═══ GIVEN RECORDS
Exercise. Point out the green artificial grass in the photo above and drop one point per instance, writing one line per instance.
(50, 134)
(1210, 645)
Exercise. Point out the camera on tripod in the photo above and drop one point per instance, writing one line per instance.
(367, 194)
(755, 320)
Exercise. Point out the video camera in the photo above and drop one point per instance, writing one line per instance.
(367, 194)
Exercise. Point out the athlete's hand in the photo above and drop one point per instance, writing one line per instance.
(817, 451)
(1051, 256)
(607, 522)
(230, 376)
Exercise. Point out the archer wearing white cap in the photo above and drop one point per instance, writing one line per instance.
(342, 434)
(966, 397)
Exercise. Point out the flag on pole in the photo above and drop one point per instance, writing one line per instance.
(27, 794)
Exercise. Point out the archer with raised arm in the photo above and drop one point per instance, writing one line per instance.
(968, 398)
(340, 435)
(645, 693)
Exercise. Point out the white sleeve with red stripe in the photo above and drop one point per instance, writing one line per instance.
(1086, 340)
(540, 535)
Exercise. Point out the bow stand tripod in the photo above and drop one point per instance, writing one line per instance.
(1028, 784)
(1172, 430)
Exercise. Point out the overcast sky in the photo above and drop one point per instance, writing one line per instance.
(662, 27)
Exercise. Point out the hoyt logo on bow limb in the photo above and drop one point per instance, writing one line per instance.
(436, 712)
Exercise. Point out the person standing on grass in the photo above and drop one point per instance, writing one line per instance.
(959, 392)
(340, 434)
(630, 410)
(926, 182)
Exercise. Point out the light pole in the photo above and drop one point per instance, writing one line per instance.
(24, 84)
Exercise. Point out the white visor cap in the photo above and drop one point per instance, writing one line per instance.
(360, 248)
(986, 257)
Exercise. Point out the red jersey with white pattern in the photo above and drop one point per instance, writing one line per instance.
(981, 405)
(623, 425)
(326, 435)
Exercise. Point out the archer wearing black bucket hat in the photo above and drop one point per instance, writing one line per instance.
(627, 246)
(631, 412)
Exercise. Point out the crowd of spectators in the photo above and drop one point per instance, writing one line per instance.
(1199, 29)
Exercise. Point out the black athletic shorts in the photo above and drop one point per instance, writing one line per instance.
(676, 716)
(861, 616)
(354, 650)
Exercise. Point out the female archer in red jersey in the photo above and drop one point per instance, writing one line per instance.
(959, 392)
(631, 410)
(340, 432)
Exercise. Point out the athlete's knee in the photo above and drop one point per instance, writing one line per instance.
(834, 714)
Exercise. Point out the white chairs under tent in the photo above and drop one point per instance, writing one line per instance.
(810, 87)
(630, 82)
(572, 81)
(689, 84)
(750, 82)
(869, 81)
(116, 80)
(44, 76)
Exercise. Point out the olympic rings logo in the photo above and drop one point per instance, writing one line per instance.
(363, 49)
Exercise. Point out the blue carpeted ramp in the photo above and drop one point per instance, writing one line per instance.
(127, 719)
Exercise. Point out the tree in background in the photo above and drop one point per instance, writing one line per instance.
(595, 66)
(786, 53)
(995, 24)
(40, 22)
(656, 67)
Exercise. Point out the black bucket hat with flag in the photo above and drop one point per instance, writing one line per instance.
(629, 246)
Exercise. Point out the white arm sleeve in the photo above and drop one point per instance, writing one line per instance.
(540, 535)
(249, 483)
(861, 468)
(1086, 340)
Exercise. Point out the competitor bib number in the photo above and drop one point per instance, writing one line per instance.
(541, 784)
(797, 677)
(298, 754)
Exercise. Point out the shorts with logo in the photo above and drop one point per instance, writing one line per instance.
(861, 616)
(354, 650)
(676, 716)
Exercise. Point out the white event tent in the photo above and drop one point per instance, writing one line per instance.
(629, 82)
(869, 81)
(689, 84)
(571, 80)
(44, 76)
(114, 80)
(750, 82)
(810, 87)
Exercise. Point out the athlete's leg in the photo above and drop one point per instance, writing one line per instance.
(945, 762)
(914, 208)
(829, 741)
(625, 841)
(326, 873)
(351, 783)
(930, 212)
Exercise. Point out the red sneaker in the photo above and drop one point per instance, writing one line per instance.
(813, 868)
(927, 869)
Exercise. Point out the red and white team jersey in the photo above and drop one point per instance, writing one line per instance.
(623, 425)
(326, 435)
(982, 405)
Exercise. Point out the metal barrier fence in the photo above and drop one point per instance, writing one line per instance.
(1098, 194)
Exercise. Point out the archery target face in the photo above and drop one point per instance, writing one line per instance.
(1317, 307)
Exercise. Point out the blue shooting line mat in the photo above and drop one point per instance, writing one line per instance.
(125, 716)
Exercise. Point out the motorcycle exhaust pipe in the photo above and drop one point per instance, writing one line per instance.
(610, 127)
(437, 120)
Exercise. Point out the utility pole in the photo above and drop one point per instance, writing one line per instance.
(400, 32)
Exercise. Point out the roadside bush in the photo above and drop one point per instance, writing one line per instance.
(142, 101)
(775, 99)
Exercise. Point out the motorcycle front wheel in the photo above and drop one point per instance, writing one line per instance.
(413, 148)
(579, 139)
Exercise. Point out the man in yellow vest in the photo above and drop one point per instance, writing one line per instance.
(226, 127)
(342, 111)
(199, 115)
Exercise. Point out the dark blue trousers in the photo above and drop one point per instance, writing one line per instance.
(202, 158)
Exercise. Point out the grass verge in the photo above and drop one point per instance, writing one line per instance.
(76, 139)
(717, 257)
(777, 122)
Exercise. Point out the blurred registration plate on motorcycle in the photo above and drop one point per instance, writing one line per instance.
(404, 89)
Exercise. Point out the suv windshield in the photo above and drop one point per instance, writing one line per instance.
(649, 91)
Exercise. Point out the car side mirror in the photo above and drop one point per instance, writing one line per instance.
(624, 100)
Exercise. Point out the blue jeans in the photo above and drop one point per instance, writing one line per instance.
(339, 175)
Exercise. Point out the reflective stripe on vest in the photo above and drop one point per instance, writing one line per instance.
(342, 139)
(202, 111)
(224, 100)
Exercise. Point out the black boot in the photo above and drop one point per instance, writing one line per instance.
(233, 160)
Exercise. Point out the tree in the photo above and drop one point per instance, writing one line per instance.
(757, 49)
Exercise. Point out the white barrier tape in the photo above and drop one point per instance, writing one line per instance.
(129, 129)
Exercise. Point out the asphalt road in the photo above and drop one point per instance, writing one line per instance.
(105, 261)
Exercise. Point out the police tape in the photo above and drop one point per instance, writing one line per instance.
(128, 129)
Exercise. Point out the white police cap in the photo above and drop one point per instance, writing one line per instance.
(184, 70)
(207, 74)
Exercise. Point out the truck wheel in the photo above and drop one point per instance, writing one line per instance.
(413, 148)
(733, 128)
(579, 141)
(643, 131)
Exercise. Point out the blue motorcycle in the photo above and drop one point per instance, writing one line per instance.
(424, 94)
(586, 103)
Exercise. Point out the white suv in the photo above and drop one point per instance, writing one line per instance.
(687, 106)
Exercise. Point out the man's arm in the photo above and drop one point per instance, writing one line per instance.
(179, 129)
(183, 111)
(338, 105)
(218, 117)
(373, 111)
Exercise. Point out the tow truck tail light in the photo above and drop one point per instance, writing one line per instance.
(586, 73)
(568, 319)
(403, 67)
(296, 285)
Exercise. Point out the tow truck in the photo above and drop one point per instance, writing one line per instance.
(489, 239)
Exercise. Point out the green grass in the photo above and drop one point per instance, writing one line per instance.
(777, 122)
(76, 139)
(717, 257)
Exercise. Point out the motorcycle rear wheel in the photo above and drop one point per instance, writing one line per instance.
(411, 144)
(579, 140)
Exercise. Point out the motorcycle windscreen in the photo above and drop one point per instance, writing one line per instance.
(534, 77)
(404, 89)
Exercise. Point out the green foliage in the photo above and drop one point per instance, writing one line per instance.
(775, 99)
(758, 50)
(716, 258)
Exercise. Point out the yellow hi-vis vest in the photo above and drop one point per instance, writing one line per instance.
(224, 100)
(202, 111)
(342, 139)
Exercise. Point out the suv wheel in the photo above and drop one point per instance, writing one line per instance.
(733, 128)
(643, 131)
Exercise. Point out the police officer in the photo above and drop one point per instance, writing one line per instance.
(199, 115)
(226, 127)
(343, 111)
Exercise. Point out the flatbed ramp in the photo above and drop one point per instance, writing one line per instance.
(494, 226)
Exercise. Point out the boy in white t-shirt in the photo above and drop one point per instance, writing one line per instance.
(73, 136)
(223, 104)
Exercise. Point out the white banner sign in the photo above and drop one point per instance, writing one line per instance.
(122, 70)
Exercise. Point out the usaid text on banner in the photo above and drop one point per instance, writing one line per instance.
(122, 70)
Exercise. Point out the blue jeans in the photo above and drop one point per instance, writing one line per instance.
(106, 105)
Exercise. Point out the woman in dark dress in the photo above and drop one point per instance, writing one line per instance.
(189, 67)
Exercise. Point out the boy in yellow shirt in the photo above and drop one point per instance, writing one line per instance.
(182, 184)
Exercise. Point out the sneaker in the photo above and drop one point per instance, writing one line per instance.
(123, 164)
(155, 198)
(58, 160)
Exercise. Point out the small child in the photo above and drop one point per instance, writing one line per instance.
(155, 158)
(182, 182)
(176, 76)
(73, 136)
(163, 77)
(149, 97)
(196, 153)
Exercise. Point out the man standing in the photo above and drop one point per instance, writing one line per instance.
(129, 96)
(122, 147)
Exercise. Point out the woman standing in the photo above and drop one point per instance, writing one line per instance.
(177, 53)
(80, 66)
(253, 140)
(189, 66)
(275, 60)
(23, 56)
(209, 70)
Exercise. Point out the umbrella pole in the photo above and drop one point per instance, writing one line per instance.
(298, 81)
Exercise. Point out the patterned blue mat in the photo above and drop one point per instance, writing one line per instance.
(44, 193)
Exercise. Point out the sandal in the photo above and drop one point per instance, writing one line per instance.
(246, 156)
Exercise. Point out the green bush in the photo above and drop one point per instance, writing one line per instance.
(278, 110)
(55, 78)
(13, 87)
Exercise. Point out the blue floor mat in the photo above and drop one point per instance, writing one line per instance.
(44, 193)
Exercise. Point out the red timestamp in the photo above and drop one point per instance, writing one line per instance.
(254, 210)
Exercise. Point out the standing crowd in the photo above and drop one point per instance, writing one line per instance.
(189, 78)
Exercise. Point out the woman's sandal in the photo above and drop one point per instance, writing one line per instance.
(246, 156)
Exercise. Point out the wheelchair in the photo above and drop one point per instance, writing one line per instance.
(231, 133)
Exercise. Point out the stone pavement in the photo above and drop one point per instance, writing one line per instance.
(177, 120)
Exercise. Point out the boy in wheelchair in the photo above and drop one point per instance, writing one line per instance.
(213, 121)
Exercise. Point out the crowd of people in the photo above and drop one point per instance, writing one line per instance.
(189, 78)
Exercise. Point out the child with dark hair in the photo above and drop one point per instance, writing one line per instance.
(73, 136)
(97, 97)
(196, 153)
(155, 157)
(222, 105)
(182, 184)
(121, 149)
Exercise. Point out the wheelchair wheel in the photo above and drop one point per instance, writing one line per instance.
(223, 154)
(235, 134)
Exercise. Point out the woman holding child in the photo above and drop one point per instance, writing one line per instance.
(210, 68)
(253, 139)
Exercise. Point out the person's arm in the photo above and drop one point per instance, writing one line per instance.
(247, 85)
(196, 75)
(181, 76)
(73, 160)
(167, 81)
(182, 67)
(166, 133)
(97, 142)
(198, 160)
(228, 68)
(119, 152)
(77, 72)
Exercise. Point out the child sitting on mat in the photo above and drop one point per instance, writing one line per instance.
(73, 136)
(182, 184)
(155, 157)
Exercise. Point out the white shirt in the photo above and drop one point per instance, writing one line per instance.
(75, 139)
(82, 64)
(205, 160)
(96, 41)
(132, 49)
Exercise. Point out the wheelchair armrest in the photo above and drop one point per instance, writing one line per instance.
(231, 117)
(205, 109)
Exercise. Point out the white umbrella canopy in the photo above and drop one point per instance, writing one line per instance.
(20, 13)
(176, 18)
══════
▶ _WHAT YOU HAVE TO DO_
Repeat only what runs from the line holding "Exercise. Point out the red timestamp" to the end of the data, keeping every line exactly as written, first and last included.

▶ _WRITTEN RESPONSE_
Exercise. Point out the red timestamp in the photo above and drop one point per instance, writing one line per instance.
(254, 210)
Exercise. Point out the standing crowd in the photo above and drop one point per instance, writing one line per instance.
(189, 78)
Exercise. Point out the woman's sandal in the photo above and drop one point per instance, writing one line per instance.
(246, 156)
Exercise. Point out the wheelchair in the photo above and drop one point per instance, writing one line per instance.
(231, 133)
Exercise. Point out the stone pavement in the photo above and drop one point per instance, writing one line per instance.
(177, 120)
Exercise. Point out the boy in wheelchair in the photo above and drop one point per instance, writing one line per instance.
(213, 121)
Exercise. Point out the crowd of people in the photo above and drop one point per instance, writing one line per instance.
(189, 78)
Exercise. Point out the child with dark hair in the photo above and drop one point per instance, writing one line per instance.
(73, 136)
(97, 97)
(196, 153)
(155, 157)
(222, 105)
(182, 184)
(121, 149)
Exercise. Point out the wheelchair wheel in the photo above and drop one point per instance, writing one line per instance.
(223, 154)
(235, 134)
Exercise. Point out the woman holding child in the photo above and drop one point per instance, writing one line per instance.
(210, 68)
(253, 139)
Exercise. Point out the person's arm in the photo above and drop one point per instance, writing one line per instance.
(247, 85)
(196, 75)
(181, 76)
(73, 160)
(167, 81)
(182, 67)
(166, 133)
(97, 142)
(198, 160)
(228, 68)
(119, 152)
(77, 72)
Exercise. Point out the child sitting on mat in the photo above and drop one point per instance, writing one line per instance.
(73, 136)
(182, 184)
(155, 157)
Exercise. Point out the white shirt in the photo above and drop one point per instance, writing one line per instance.
(75, 139)
(82, 64)
(205, 160)
(96, 41)
(132, 49)
Exercise. Point out the wheelchair armrest in the photo above and drop one point per instance, writing one line per instance.
(231, 117)
(205, 109)
Exercise. Point out the white umbrella canopy in the photo above and drop one point per instance, writing one line per instance.
(20, 13)
(176, 18)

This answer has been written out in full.